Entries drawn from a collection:
----

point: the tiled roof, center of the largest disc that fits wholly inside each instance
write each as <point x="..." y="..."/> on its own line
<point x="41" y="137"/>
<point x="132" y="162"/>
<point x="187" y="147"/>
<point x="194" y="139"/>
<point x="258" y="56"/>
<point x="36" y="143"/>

----

Task details:
Lay out the lines of the listing as a Markdown table with two columns, No. and Text, numbering each row and skipping any blank lines.

Expected answer:
| No. | Text |
|---|---|
| 1 | point: the tiled roof, center of the largest disc that fits wholly inside each instance |
| 2 | write each as <point x="..." y="..."/> on its own line |
| 3 | <point x="41" y="137"/> |
| 4 | <point x="132" y="162"/> |
| 5 | <point x="187" y="147"/> |
| 6 | <point x="194" y="139"/> |
| 7 | <point x="258" y="56"/> |
| 8 | <point x="36" y="143"/> |